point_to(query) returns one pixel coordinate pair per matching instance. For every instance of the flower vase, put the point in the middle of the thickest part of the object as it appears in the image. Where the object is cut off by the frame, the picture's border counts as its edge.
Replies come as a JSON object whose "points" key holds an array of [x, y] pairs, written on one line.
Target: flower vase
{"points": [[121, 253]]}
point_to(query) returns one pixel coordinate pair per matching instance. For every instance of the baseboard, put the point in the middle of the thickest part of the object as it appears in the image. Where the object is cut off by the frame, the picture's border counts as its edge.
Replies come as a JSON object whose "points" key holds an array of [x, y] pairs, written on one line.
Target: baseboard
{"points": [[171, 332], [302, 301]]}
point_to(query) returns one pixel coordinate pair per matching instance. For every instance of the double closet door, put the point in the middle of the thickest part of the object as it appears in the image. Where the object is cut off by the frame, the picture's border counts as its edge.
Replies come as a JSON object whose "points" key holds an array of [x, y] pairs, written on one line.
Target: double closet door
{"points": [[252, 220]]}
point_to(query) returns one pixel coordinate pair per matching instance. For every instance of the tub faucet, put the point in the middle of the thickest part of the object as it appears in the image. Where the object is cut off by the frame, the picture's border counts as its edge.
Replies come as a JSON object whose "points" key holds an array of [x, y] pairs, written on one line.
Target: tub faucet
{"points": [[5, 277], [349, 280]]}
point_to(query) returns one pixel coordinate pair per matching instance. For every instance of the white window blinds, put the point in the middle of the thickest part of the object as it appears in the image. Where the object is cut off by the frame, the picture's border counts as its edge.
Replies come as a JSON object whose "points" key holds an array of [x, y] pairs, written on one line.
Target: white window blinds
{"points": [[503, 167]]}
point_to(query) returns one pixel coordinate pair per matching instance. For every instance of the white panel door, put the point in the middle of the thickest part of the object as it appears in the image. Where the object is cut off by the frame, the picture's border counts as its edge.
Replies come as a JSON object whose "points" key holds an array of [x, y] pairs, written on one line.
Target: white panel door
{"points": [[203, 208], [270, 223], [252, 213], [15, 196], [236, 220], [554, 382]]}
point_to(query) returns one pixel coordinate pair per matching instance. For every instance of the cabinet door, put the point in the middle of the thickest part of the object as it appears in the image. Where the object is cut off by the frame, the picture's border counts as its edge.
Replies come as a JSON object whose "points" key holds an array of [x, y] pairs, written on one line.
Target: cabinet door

#####

WORK INSTRUCTIONS: When you write the entries out again, keep every word and mark exactly as it is.

EXERCISE SOLUTION:
point_to(query) returns one pixel coordinate pair per matching instance. For every instance of the flower vase, put the point in the middle of the thickest part of the object as it appears in the image. Where the object is cut off by the frame, the picture's border counts as its edge.
Replies come as a JSON object whose "points" key holds an array of [x, y] pairs, written on one line.
Target: flower vase
{"points": [[121, 253]]}
point_to(query) returns one pixel coordinate pair per matching instance. For every instance of the baseboard, put the point in the middle of the thickest part of the object as it appears in the image. Where the object is cut off by the frame, the picture's border counts as its edge.
Replies come as a JSON object whose "points" key holds an array of [x, y] pairs, written on one line.
Target: baseboard
{"points": [[171, 332], [302, 301]]}
point_to(query) returns one pixel coordinate pair per matching instance. For every instance of the double closet door, put the point in the middle of the thickest part of the object as it appears in the image. Where the object is cut off by the frame, the picture's border counts as its edge.
Replies come as a JSON object whose "points" key holds an array of [x, y] pairs, written on one line.
Target: double closet door
{"points": [[252, 220]]}
point_to(query) returns one pixel coordinate pair per matching instance. For every instance of the tub faucet, put the point in the middle of the thickest part of the object as it appears in the image. Where the object is cut off by the frame, the picture's border counts as its edge.
Replies come as a JSON object whose "points" key holds an array of [x, y] pairs, written on one line.
Target: tub faucet
{"points": [[5, 277], [349, 280]]}
point_to(query) returns one pixel coordinate pair per matching instance. For every instance of the white window blinds, put the point in the middle of the thickest part of the object as it appears in the image. Where the object is cut off by the frame, the picture's border counts as its edge.
Replies come as a JSON object whose "points" key holds an array of [x, y] pairs, written on one line.
Target: white window blinds
{"points": [[503, 167]]}
point_to(query) returns one pixel coordinate pair per matching instance. For every instance of the white panel door, put the point in the middle of the thickest part of the object as it appears in the image. Where the object is cut off by the frame, the picture's border counts as its edge.
Replies come as a JSON object whose "points" key holds an array of [x, y] pairs, written on one line.
Target: white panel door
{"points": [[203, 208], [270, 223], [252, 213], [15, 196], [236, 220], [554, 382]]}
point_to(query) returns one pixel coordinate pair per matching instance. For every instance of the cabinet door, put the point in the middle of the thickest part of the object as it appears in the image. Where the object is cut off by the frame, the picture's border counts as its edge.
Replies come as a JSON object whose "points" key holds an array of [x, y] pairs, written on one line.
Target: cabinet door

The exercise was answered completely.